Raw data:

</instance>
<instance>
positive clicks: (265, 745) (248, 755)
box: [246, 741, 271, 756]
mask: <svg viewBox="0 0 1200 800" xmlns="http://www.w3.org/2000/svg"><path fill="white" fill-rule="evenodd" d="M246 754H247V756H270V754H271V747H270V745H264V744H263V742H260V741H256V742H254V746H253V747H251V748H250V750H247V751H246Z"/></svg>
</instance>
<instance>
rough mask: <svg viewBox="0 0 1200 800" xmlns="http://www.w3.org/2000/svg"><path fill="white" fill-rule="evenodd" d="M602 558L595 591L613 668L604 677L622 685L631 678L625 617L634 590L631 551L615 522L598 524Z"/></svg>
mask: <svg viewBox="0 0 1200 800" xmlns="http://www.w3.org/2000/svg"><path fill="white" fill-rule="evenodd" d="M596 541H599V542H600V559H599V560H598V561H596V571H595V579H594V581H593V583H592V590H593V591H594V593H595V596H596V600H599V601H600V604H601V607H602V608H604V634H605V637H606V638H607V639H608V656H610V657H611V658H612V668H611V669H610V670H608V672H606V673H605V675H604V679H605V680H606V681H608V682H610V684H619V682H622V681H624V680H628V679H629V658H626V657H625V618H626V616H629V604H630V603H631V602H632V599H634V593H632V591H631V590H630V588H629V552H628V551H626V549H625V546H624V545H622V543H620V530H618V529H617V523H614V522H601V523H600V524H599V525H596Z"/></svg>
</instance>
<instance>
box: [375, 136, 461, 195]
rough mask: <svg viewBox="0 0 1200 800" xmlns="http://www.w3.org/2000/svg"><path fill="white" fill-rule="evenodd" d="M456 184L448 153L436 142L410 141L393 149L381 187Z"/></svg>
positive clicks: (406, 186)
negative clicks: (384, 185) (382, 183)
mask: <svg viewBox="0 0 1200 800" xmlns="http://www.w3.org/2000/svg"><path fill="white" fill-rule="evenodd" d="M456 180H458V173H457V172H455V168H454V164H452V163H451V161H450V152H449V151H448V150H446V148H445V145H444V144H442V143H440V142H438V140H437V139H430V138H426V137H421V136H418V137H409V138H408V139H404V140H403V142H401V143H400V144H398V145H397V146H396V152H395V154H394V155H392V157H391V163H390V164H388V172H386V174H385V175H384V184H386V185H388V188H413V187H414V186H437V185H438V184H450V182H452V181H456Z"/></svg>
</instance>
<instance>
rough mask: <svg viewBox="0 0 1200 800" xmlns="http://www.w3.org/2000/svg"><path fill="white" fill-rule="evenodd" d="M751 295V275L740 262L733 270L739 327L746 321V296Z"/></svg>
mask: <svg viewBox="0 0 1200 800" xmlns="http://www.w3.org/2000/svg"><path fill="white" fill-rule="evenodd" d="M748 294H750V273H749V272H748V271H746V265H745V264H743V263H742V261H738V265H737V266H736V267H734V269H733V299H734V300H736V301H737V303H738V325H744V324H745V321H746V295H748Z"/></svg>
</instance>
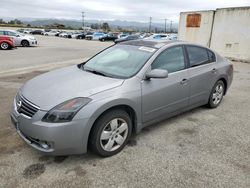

What you should do:
Lines from the one with "positive clicks: (406, 186)" through the final line of the listing above: copy them exactly, both ends included, and omit every picture.

Answer to this task:
positive clicks: (406, 186)
negative clicks: (384, 185) (382, 183)
mask: <svg viewBox="0 0 1200 800" xmlns="http://www.w3.org/2000/svg"><path fill="white" fill-rule="evenodd" d="M456 180H458V173H457V172H455V168H454V164H452V163H451V161H450V152H449V151H448V150H446V148H445V145H444V144H442V143H440V142H438V140H437V139H430V138H426V137H421V136H418V137H409V138H408V139H404V140H403V142H401V143H400V144H398V145H397V146H396V152H395V154H394V155H392V157H391V163H390V164H388V172H386V174H385V175H384V184H386V185H388V188H413V187H414V186H437V185H438V184H450V182H452V181H456Z"/></svg>
</instance>
<instance>
rough mask: <svg viewBox="0 0 1200 800" xmlns="http://www.w3.org/2000/svg"><path fill="white" fill-rule="evenodd" d="M751 295V275L740 262L733 270L739 327L746 321V296Z"/></svg>
mask: <svg viewBox="0 0 1200 800" xmlns="http://www.w3.org/2000/svg"><path fill="white" fill-rule="evenodd" d="M748 294H750V273H749V272H748V271H746V265H745V264H743V263H742V261H738V265H737V266H736V267H734V269H733V299H734V300H736V301H737V303H738V325H744V324H745V321H746V295H748Z"/></svg>
</instance>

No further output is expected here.